Forget the Rome-Based Theological Monologue

Invite Your Colleagues to IMAGINE THE FUTURE,  by


Listening to the Voice of the People on the Street



A Five step program for listening to the people on the street

and formulating a contemporary pastoral theology:*


1. Let theological knowledge emerge from the study of what is nontheological.

Reflection on other kinds of experiences in daily life, in politics, in sports, in the arts, etc. and other forms of knowledge (including the sciences, philosophy and literature) are crucial to the formation of our theological imagination. They connect us to CONTEMPORARY REALITY.

2. Let the nontheological understanding of religions and cultures inform theology.

By focusing on questions of human meaning, identity and purpose in other disciplines,  we can better understand the contexts in which faith arises: philosophy, history, literature, sociology, psychology, anthropology, economics and the arts. No single discipline has a corner on the truth….just as no single institution knows it all.
# # # #
Task instructions
In the five-step program for pastoral theology, what do reflection on daily experience and other forms of knowledge connect us to?
# # # #
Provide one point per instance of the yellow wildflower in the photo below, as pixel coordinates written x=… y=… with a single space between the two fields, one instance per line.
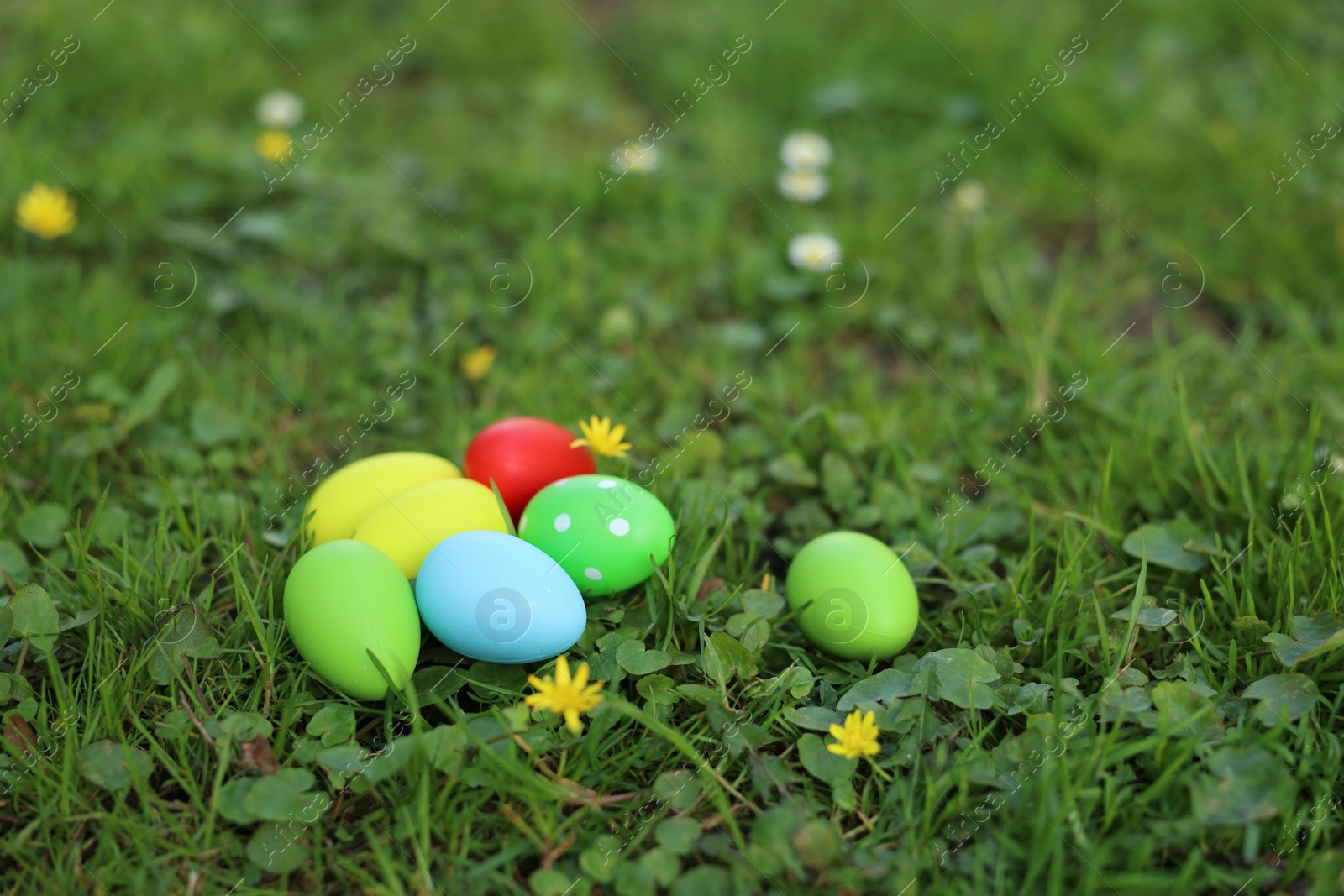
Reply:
x=858 y=738
x=275 y=145
x=604 y=439
x=46 y=212
x=477 y=362
x=564 y=694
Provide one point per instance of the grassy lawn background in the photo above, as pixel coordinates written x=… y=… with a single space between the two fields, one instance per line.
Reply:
x=475 y=177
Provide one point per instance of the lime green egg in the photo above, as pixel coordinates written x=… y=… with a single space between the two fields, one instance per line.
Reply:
x=853 y=597
x=608 y=533
x=344 y=600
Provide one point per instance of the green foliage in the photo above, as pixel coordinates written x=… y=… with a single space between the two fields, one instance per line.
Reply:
x=1021 y=405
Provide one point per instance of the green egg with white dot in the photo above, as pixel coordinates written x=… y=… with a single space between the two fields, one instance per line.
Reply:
x=608 y=533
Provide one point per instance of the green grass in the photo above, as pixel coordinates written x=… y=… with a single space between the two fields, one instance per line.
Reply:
x=1139 y=763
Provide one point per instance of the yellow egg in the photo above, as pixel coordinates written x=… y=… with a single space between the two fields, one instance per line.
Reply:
x=355 y=490
x=410 y=526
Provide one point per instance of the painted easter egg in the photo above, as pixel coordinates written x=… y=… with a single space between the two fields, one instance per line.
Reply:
x=355 y=490
x=492 y=597
x=523 y=454
x=344 y=600
x=407 y=527
x=853 y=595
x=601 y=530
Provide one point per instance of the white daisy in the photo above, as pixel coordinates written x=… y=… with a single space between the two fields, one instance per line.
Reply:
x=806 y=149
x=280 y=109
x=803 y=184
x=633 y=159
x=971 y=197
x=813 y=251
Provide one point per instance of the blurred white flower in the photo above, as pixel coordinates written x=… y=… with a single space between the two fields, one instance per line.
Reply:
x=813 y=251
x=806 y=149
x=971 y=197
x=635 y=160
x=803 y=184
x=280 y=109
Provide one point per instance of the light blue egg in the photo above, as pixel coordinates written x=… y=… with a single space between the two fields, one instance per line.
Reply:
x=492 y=597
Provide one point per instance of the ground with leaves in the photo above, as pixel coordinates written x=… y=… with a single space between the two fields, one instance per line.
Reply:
x=1099 y=416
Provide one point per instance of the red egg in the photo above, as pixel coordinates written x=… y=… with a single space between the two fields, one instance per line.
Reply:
x=524 y=454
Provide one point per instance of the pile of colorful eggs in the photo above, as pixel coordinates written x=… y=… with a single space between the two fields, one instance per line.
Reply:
x=402 y=537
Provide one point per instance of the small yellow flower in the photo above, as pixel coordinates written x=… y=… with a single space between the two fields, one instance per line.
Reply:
x=46 y=212
x=604 y=439
x=858 y=738
x=477 y=362
x=275 y=145
x=564 y=694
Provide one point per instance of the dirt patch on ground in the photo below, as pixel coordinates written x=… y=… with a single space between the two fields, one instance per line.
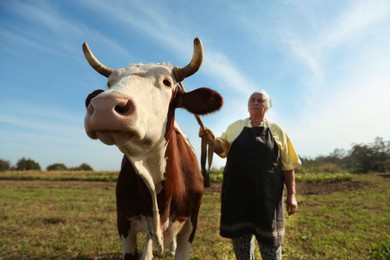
# # # #
Output for this task
Contemporary reality.